WHAT YOU HAVE TO DO: Print the entries that appear below, exactly as written and without their pictures.

[START OF MATERIAL]

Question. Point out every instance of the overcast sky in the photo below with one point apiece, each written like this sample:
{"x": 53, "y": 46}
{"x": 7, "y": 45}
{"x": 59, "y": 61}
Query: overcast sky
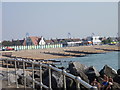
{"x": 56, "y": 20}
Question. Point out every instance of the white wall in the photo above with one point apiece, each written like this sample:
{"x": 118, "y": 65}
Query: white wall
{"x": 42, "y": 42}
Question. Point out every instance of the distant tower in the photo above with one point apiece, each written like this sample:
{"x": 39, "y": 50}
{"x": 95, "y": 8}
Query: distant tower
{"x": 27, "y": 34}
{"x": 93, "y": 34}
{"x": 69, "y": 35}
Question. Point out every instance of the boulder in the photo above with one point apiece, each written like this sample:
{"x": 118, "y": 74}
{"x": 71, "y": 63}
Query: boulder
{"x": 21, "y": 78}
{"x": 115, "y": 86}
{"x": 57, "y": 80}
{"x": 118, "y": 71}
{"x": 92, "y": 73}
{"x": 76, "y": 67}
{"x": 117, "y": 79}
{"x": 109, "y": 71}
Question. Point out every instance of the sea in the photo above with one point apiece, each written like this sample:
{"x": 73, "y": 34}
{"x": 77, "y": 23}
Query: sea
{"x": 97, "y": 60}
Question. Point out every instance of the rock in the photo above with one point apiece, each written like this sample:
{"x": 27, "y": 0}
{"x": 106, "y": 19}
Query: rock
{"x": 118, "y": 71}
{"x": 117, "y": 79}
{"x": 75, "y": 68}
{"x": 115, "y": 86}
{"x": 37, "y": 74}
{"x": 70, "y": 83}
{"x": 78, "y": 69}
{"x": 83, "y": 76}
{"x": 57, "y": 80}
{"x": 92, "y": 73}
{"x": 108, "y": 71}
{"x": 28, "y": 79}
{"x": 11, "y": 77}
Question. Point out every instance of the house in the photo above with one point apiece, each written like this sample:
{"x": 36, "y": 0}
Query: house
{"x": 33, "y": 40}
{"x": 42, "y": 41}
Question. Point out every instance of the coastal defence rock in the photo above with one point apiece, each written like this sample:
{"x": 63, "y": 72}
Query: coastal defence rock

[END OF MATERIAL]

ANSWER FOR THE TASK:
Question. Point out every instance of the overcast sky in the photo below with one point apiece, each written like this sample:
{"x": 53, "y": 46}
{"x": 7, "y": 45}
{"x": 59, "y": 61}
Query: overcast sky
{"x": 56, "y": 20}
Question. Point out every instance of the white wall in the photo above with one point apiece, each written like this sample:
{"x": 118, "y": 65}
Query: white wall
{"x": 42, "y": 42}
Question. Point out every instance of the distant tower in the photo above with one point apiece, each written like this sample:
{"x": 39, "y": 50}
{"x": 95, "y": 8}
Query: distant tower
{"x": 27, "y": 34}
{"x": 93, "y": 34}
{"x": 69, "y": 35}
Question. Point out every instance of the boulder in the photo above with one point apiece, each written like this sample:
{"x": 118, "y": 74}
{"x": 71, "y": 63}
Query: boulder
{"x": 21, "y": 78}
{"x": 115, "y": 86}
{"x": 57, "y": 80}
{"x": 118, "y": 71}
{"x": 92, "y": 73}
{"x": 76, "y": 67}
{"x": 117, "y": 79}
{"x": 109, "y": 71}
Question. Point out every instance of the sea in the photo above with one point apiece, each written like this sample:
{"x": 73, "y": 34}
{"x": 77, "y": 23}
Query: sea
{"x": 97, "y": 60}
Question. Point out every instance of the rock in the photo above with one point apiece, each written like this sample:
{"x": 27, "y": 0}
{"x": 106, "y": 19}
Query: rock
{"x": 118, "y": 71}
{"x": 117, "y": 79}
{"x": 75, "y": 68}
{"x": 115, "y": 86}
{"x": 37, "y": 74}
{"x": 70, "y": 83}
{"x": 78, "y": 69}
{"x": 83, "y": 76}
{"x": 57, "y": 80}
{"x": 92, "y": 73}
{"x": 108, "y": 71}
{"x": 28, "y": 79}
{"x": 11, "y": 77}
Question. Point out every instance of the house in the photo above with one point apiece, each written like this sample:
{"x": 36, "y": 0}
Query: house
{"x": 33, "y": 40}
{"x": 42, "y": 41}
Question. Point out every instance of the coastal defence rock in the photo above with one point apiece, each written like this sample:
{"x": 63, "y": 72}
Query: coastal defence rock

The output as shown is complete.